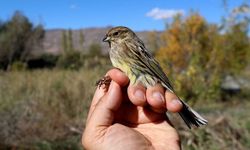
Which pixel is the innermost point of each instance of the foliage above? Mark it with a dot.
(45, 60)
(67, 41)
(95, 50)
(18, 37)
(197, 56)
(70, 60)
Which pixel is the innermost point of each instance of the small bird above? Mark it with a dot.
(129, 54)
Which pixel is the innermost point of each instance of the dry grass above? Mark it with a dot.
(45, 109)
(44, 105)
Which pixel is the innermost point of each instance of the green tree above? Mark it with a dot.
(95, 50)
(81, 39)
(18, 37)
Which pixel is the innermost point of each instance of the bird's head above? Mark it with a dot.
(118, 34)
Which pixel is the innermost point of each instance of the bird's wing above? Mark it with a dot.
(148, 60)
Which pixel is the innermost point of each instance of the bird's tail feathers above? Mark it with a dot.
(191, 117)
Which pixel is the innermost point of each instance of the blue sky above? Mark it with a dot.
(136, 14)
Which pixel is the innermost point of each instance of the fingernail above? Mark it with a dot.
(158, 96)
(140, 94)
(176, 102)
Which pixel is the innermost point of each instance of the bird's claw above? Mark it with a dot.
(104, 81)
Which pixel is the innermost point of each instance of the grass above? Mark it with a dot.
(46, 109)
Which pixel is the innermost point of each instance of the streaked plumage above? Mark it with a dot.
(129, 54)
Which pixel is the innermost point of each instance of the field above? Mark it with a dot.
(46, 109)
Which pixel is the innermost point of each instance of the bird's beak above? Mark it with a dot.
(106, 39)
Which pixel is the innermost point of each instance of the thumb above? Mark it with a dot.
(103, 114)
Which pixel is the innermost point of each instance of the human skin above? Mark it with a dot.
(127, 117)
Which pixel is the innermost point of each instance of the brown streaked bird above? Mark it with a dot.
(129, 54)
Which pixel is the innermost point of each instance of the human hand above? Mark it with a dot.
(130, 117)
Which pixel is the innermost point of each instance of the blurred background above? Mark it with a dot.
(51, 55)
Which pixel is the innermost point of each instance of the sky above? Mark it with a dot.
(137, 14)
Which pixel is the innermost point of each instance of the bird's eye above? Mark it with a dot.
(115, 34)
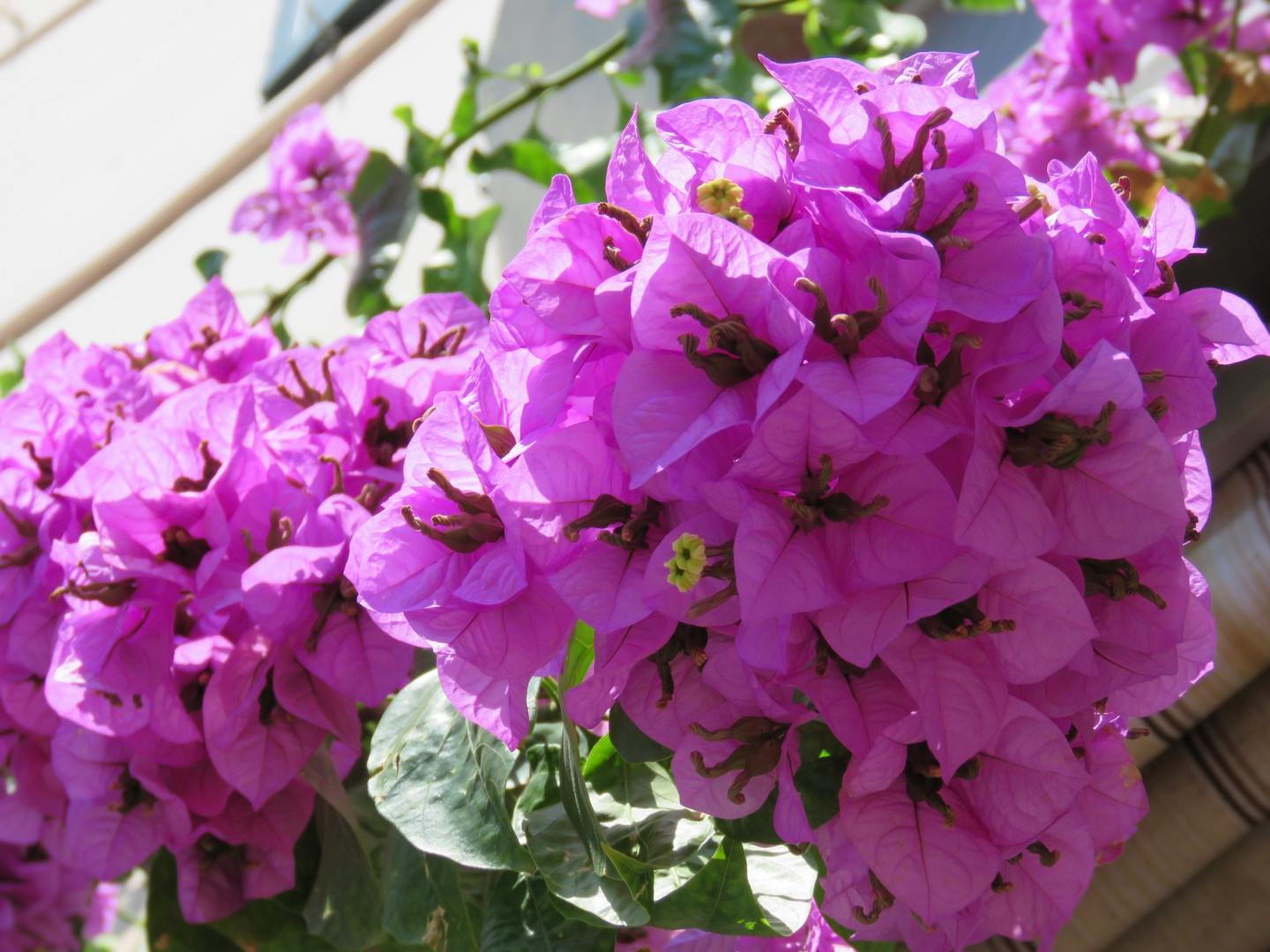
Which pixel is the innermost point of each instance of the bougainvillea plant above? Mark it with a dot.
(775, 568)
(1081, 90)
---
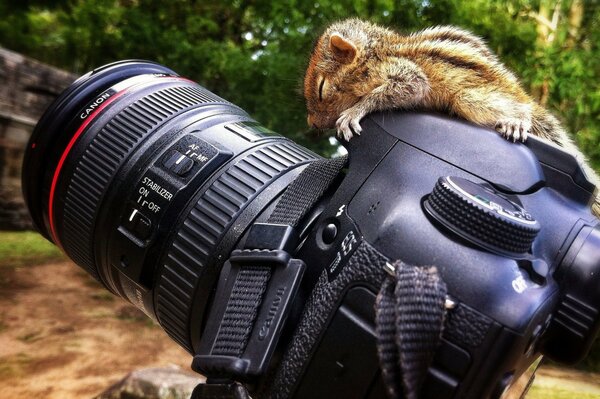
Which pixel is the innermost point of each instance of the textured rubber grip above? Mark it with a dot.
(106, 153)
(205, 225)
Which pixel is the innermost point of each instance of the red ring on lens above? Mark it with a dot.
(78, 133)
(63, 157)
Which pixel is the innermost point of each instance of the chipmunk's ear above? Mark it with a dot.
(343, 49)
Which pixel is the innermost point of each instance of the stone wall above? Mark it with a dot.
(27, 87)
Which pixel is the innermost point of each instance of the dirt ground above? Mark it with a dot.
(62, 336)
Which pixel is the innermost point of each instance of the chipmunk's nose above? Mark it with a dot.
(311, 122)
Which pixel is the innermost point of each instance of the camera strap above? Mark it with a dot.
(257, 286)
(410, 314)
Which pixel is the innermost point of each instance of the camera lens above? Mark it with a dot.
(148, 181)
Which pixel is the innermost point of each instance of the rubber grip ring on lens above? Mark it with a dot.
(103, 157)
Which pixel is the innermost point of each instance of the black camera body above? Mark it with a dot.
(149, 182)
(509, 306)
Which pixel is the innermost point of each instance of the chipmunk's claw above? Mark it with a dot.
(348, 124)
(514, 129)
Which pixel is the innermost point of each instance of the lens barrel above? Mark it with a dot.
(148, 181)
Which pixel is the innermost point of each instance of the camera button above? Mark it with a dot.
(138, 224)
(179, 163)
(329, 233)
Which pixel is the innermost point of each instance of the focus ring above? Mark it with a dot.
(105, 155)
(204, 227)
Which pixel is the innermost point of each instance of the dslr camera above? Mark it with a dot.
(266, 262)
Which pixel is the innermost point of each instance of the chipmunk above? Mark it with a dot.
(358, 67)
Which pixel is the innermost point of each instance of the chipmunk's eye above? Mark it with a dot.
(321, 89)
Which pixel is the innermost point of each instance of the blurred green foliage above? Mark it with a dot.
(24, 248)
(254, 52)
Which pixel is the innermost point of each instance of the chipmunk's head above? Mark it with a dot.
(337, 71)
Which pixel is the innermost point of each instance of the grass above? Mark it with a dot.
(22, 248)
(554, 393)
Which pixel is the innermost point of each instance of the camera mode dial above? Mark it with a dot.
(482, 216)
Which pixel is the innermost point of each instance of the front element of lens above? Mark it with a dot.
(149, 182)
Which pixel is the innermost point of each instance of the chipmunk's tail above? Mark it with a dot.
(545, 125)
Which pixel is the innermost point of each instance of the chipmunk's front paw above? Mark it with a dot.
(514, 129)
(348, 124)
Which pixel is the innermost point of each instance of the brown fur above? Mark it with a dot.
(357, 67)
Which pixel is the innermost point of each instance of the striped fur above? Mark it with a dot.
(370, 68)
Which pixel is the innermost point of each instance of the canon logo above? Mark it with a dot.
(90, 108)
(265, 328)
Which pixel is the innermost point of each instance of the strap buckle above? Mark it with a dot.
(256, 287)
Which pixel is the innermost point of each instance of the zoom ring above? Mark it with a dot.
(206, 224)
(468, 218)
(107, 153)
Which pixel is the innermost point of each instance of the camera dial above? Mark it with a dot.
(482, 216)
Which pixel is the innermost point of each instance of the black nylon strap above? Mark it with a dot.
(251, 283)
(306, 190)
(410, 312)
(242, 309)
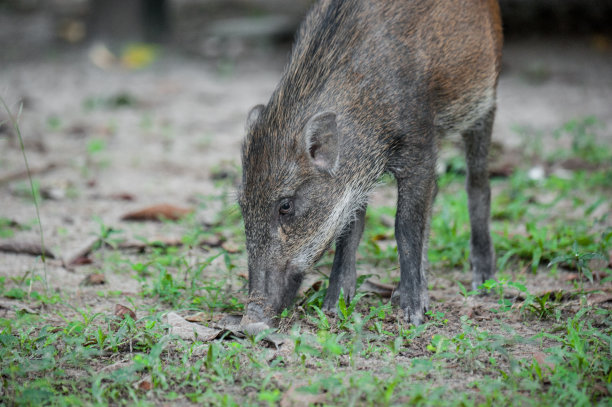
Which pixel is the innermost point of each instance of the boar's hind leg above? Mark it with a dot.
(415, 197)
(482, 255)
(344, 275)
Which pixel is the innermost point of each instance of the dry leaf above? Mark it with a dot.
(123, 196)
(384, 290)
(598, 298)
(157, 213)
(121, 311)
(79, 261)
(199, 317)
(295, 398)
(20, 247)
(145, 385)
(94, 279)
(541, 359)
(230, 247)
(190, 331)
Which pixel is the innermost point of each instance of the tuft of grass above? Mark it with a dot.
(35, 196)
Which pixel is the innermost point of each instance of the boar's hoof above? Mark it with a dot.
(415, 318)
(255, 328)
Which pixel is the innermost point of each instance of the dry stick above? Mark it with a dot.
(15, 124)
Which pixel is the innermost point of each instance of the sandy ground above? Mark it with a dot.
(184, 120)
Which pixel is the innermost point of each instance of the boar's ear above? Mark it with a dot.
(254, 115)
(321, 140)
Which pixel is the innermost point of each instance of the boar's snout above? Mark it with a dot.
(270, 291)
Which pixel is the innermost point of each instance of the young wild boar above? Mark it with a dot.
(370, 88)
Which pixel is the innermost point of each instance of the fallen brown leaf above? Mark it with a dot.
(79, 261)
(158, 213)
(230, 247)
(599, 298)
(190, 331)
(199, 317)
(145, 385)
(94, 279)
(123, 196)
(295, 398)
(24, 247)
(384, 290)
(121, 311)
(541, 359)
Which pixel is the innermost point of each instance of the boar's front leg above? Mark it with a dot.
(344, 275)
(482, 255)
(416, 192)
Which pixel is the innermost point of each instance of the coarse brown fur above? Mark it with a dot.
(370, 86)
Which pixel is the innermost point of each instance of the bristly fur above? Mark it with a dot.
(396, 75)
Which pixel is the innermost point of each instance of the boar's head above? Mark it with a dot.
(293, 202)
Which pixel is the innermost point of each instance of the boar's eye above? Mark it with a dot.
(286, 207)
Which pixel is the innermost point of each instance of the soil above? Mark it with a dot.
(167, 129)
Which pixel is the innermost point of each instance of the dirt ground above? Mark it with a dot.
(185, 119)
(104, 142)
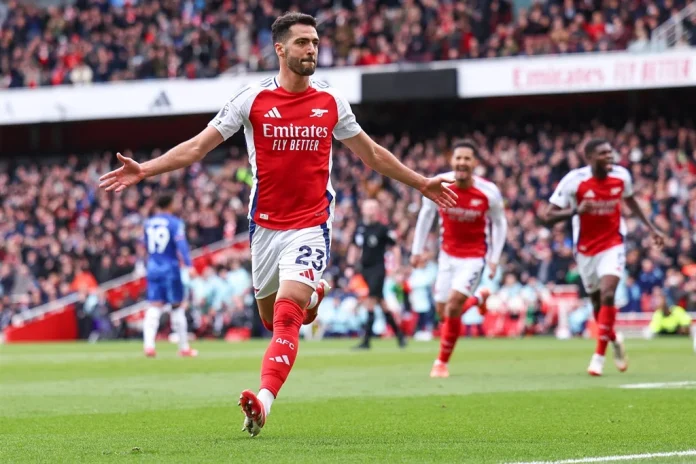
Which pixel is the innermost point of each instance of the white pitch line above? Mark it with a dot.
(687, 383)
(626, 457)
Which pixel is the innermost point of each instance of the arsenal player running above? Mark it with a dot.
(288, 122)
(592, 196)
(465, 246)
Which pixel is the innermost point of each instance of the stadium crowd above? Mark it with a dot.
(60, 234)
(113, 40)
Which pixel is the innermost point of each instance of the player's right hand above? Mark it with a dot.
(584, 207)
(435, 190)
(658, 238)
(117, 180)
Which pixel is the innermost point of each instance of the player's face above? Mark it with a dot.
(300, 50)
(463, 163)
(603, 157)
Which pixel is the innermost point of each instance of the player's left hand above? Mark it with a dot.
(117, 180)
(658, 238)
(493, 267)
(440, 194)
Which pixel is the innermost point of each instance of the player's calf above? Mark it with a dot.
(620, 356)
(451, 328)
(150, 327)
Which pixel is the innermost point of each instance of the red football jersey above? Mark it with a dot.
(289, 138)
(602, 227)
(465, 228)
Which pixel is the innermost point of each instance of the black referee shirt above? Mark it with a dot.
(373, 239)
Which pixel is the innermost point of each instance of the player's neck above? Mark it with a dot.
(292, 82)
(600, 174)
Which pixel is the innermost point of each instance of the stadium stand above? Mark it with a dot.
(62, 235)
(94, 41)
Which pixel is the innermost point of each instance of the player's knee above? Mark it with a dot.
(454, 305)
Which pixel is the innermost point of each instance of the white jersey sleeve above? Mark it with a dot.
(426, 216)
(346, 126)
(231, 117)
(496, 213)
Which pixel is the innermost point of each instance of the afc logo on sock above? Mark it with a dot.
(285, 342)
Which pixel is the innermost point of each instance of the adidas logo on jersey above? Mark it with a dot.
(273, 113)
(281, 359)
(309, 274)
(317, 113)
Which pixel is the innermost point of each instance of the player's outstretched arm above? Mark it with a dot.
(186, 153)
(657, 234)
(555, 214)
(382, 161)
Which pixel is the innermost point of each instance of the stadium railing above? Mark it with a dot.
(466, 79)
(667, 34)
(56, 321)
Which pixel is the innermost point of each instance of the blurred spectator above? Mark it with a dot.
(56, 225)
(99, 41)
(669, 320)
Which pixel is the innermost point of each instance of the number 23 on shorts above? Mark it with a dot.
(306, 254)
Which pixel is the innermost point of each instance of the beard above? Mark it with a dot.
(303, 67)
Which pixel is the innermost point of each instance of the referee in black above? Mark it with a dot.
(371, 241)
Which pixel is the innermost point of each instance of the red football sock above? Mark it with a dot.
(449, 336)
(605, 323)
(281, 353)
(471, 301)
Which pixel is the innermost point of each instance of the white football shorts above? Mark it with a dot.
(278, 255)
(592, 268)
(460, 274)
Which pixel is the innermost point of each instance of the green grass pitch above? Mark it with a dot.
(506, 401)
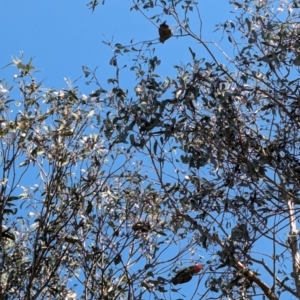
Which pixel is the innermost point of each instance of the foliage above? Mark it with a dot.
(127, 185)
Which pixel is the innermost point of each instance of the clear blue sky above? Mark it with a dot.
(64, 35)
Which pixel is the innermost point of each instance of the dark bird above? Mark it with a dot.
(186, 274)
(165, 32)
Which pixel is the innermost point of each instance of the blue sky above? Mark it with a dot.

=== TASK DIRECTIONS ===
Gather each line in the records above that contains the word "head" and copy every such line in full.

=== RESULT OF THE EXERCISE ===
Which pixel is the innermost point of each instance of the bird's head above? Mark it with a dot.
Which pixel is the innermost point of each instance of the chipmunk's head above? Mark it with a dot.
Which pixel is the innermost point of each instance of the boar's head above? Mark it with a dot.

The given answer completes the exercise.